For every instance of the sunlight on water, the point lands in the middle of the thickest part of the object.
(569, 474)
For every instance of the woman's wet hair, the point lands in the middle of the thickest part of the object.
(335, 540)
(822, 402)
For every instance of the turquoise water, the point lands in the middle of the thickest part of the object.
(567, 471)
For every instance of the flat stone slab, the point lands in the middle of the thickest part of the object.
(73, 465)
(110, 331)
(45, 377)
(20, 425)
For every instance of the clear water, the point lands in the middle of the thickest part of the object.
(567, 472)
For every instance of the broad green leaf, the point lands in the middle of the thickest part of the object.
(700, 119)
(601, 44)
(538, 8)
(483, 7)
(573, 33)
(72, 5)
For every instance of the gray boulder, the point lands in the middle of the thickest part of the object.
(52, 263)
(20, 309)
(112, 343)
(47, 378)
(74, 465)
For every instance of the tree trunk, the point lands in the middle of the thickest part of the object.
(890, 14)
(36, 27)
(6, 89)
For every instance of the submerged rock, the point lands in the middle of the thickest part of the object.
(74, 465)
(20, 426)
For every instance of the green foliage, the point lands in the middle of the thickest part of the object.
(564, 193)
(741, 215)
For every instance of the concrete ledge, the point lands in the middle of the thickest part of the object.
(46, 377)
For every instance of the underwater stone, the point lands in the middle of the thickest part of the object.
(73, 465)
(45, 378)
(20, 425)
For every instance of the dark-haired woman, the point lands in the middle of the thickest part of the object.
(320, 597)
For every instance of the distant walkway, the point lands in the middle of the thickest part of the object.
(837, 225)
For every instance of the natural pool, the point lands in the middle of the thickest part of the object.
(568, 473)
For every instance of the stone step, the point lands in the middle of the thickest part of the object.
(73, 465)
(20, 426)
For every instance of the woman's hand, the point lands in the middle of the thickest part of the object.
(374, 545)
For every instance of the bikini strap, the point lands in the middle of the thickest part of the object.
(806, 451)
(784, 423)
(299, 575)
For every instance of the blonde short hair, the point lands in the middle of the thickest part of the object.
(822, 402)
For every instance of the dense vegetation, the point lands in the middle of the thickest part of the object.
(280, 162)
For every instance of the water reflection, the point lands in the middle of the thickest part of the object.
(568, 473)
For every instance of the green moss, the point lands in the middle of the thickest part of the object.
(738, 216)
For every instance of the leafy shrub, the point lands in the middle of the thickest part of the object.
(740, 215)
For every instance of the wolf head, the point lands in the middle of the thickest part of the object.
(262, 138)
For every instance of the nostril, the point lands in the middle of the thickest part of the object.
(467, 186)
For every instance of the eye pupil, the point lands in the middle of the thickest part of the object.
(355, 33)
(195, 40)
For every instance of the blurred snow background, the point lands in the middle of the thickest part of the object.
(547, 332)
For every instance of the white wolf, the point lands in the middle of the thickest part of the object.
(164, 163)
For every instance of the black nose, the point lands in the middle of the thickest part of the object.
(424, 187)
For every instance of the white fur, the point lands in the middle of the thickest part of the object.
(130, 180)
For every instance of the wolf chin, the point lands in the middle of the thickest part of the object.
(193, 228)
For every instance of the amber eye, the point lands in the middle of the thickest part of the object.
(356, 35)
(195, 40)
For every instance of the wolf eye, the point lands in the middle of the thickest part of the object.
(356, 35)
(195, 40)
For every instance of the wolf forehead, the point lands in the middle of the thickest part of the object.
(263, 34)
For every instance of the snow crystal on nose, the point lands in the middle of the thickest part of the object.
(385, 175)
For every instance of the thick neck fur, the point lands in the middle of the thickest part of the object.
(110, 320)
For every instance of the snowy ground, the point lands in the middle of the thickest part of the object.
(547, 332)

§ **About this task**
Would you reproduce, word for word, the lines from the one holding "For every instance of the wolf eye, the" through the final line of the entries, both included?

§ **Reply to the exercise**
For every instance of the wolf eye, the point lands in the middle of the thickest part of the object.
(356, 35)
(195, 40)
For every instance of the wolf forehead, the point lands in the middle of the thickest part of the object.
(263, 34)
For every instance of the snow crystal on nose, the point lands in the middle of the thickest part of the object.
(385, 175)
For every instance of the thick neck fur, the point lands in the middle of the thickest part of the object.
(110, 320)
For every instance of the snowy ground, the point lands in the middle of the thickest part of the object.
(547, 332)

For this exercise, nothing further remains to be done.